WORK INSTRUCTION
Every line in the records below with the string "query" is to be copied out.

DATA EXTRACTS
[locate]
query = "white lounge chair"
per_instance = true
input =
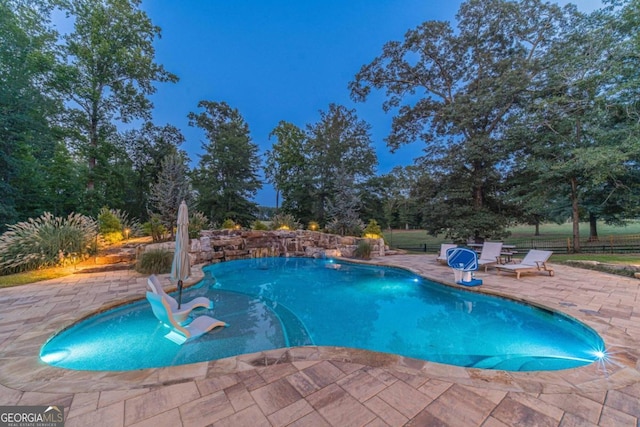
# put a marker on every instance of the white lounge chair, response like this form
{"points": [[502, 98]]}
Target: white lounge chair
{"points": [[490, 254], [180, 334], [185, 307], [535, 260], [444, 247]]}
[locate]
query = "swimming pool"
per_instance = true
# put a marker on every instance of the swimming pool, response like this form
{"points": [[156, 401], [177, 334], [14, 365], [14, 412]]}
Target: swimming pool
{"points": [[273, 303]]}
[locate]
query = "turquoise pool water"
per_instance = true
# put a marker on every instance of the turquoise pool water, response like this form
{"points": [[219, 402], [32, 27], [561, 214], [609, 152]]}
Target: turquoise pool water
{"points": [[279, 302]]}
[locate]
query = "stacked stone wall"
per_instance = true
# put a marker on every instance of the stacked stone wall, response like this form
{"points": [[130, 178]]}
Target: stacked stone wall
{"points": [[227, 245]]}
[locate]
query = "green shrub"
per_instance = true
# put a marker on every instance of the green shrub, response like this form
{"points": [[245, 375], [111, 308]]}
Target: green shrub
{"points": [[228, 224], [112, 237], [259, 225], [108, 222], [363, 250], [197, 222], [373, 230], [157, 261], [115, 225], [46, 241], [155, 228]]}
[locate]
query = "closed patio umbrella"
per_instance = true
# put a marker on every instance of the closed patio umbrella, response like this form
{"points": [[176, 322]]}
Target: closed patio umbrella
{"points": [[181, 266]]}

EXERCISE OUTPUT
query = "white lounge chair"
query = "swimming pool"
query = "turquoise pool water"
query = "stacked stone wall"
query = "green shrub"
query = "closed patio umbrella"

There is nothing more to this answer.